§ **TEXT SHOWN**
►

Control charts cannot tell someone the source of the problem and we don’t want the control chart expert dictating what to do. Instead the subject matter experts, the people working on the process, the engineers and managers must be allowed to bring their expertise to bear on the problem. Properly used control charts are a management tool that allows for the exercise and development of the creativity and knowledge of the people in the company. It prevents people from searching for phantom problems and if properly used focuses the efforts of the people in the company on improvement. This can have a palpable effect on confidence, fun and joy for the people in the company.
Improperly used they do harm. A manager who insists that the process get back into control or who arbitrarily sets targets for the control limits will ruin a company. Using fear, excessive targets or firing the bottom 10% are not just bad management that will lead to ruin, they are examples of gross ignorance of variation and managerial negligence.
The Theory Behind Six Sigma
“Six Sigma is the relentless and rigorous pursuit of the reduction of variation of all critical processes to achieve continuous and breakthrough improvements that impact the bottom line of the organization and increase customer satisfaction.” This is a wonderful boilerplate statement that would be difficult to take issue with if it were done correctly with great understanding of an organization; In other words with Profound Knowledge.
Six Sigma assumes that the average firm produces defects at a rate of 66,811 defects per million opportunities. Its goal as an organizational initiative is to create manufacturing, service, and administrative processes that produce approximately 3.4 defects per million opportunities (DPMO). These statements are noble but they raise questions.
I. How is the current defective rate of 66,811 defects per million determined?
To justify this statistic several assumptions are made:
1. Six Sigma theory assumes the average firm has its processes in control (sort of) with process limits of 3 sigma and the specification limits are set at exactly the same 3 sigma level.
2. It assumes that the distribution of variation about the mean is normally distributed. These are major assumptions and we could discuss each at length but for now we are just stating the assumptions so let’s continue. The result is a process distribution that looks like the chart below.
Here LSL means Lower Specification Limit and USL means Upper Specification Limit. In this chart the process limits equal the specifications.

◄

§ **INSTRUCTIONS**
**A)** In the passage on control charts and Six Sigma, what defect rate per million opportunities does Six Sigma assume the average firm produces?
**B)** Pick up the passage on control charts and Six Sigma after its final sentence and carry it on.

§ **DATA EXCERPT**
►

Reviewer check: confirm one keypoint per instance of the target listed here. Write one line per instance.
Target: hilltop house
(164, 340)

◄

§ **THE RESPONSES**
**A)** 66,811 defects per million opportunities.

**B)**
The beauty of a normal distribution is that it is simplistic and calculations are easy. All symmetrical normal distributions are the same. If you have seen one you have seen them all. And with just one statistic, Z, you can calculate the percentage of the distribution that is inside the curve. This is undoubtedly one reason why they are used so much in finance and now in Six Sigma. But being easy to calculate does not make a function accurate.
Those who have taken a course in statistics may recognize the number of sigma lengths from the mean as being the Z value. We define Z here as the number of standard deviations from the mean of a normal distribution. Z = [X-average] / sigma
One Z is equal to one standard deviation length from the mean. In this context one Z is equal to 1 STD.
The term sigma is a broader term that can be used for any distribution. In this context, with a normal distribution, however, 1 sigma = 1STD = a Z of 1. The chart shows therelationship between Z (or Sigma) and the area underneath the normal curve. The area underneath the curve is the probability that outcomes fall between the mean (zero on the graph) and Z.
For 1 sigma the probability is .3413. For 3 sigma the probability is .4987. This means that 49.87% of the time the distribution produces results between the mean, which Six Sigma calls the Nominal Value, and the 3 sigma length. But Z refers to just one half of the distribution. To determine how many points fall within Z=3 on either side we have to double the probability to .9974. This says that 99.74% of the time the output will be within 3Z on either side of the mean or center value. 99.74% of the time the process produces within specification, while .27% (1-.9974) of the time it is outside of specifications. This is 2,700 defects per million.
II. Additional Assumptions:
But Six Sigma goes on to make another dubious assumption. It assumes that all process means shift 1.5 Sigma in each direction. From the point of view of Statistical Process Control, this is an incredible assumption. How anyone could determine this holds true for all process or even many processes is unknown. But the implication is that the processes are grossly out of control. Just using a simple X-bar R chart one can quickly determine when a mean is going out of control. Corrective action can be rapidly taken to discover the causes of much smaller shifts in the mean. And the causes can and should be eliminated. With this kind of vigilance not only is the process prevented from shifting, but improvements are constantly made to the system making future shifts even more unlikely.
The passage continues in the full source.